SET TASK
Can you output the records below exactly as they are written?

MATERIAL FOR THIS EXERCISE
· · · · · · ·

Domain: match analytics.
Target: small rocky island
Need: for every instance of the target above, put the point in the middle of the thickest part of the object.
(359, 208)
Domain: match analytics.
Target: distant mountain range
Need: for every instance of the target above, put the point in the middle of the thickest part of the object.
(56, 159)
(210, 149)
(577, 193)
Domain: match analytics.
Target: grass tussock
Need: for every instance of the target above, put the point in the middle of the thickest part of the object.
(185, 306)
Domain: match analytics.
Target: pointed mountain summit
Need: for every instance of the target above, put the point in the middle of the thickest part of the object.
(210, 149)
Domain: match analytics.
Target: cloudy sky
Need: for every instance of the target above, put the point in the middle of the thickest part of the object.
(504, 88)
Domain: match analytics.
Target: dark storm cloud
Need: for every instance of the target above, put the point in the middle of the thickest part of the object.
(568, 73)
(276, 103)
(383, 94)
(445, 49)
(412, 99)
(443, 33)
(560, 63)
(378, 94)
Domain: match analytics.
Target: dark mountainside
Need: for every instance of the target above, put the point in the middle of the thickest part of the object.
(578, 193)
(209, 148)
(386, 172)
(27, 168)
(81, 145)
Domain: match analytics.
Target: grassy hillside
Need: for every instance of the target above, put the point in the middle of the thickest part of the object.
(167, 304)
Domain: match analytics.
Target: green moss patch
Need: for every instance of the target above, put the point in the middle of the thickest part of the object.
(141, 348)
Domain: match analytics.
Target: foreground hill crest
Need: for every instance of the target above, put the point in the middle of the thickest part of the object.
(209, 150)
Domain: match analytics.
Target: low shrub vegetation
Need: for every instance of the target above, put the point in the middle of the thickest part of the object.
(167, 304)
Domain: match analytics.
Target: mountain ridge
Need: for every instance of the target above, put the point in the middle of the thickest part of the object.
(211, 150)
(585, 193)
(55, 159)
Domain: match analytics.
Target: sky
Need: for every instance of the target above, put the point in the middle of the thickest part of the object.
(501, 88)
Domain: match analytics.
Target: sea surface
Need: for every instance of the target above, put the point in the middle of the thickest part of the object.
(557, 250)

· · · · · · ·

RESPONSE
Domain: match analytics.
Target: small rocky island
Need: for every instance of the target above, put the point in the middle of the thickest part of the object.
(359, 208)
Domain: match analytics.
Target: distant mountain range
Need: for every instance of the target above, put the point in the middle of the thickest part of the object.
(56, 159)
(210, 149)
(577, 193)
Domain: match analytics.
Target: grass tussock
Need: for every instance of the target above, put the point in the middle of the thickest part of the object.
(185, 306)
Domain: match analytics.
Target: pointed mountain summit
Need: for every instance of the target above, put the point in the middle of the thickest part of the object.
(210, 149)
Domain: match analytics.
Target: cloudy sky
Need: for every instance of the target above, put the point in the middle of the thickest part of the object.
(504, 88)
Domain: match analytics.
Target: dark storm cloud
Need: for every instance of the target above, put the point in the middle of the thickest part of the object.
(568, 73)
(276, 103)
(383, 94)
(445, 49)
(412, 99)
(443, 33)
(560, 63)
(378, 94)
Domain: match analytics.
Target: dark mountainside
Need: for every instance of the target above, put the point in the middle of the thickest part of the object.
(578, 193)
(209, 148)
(386, 172)
(27, 168)
(81, 145)
Domain: match analytics.
Target: grassy hillside
Need: for every instance of the target above, put the point in the middle of the thickest part of the object.
(167, 304)
Domain: match analytics.
Target: green moss patch
Need: for every instance of the target above, put the point in the middle of the thickest part of the object.
(141, 348)
Domain: match analytics.
Target: foreground hill crest
Need: for every instance of the target above, put the point in the middle of the thickest part of the object.
(209, 150)
Domain: match analytics.
Target: low shrub vegetation
Need: for every instance of the target above, put the point in the middle of the thickest part of the object.
(167, 304)
Domain: match analytics.
Target: mountain ridge
Need: for every instance of the target above, put the point in the middle of the thickest part of the object.
(211, 150)
(585, 193)
(55, 159)
Domain: match analytics.
Target: sky
Need: for every instance of the target above, put the point in the middle of the thickest part of the object.
(501, 88)
Domain: match analytics.
Target: sea surface
Need: for every instance of the target above, put the point in the middle of the thickest part of the object.
(557, 250)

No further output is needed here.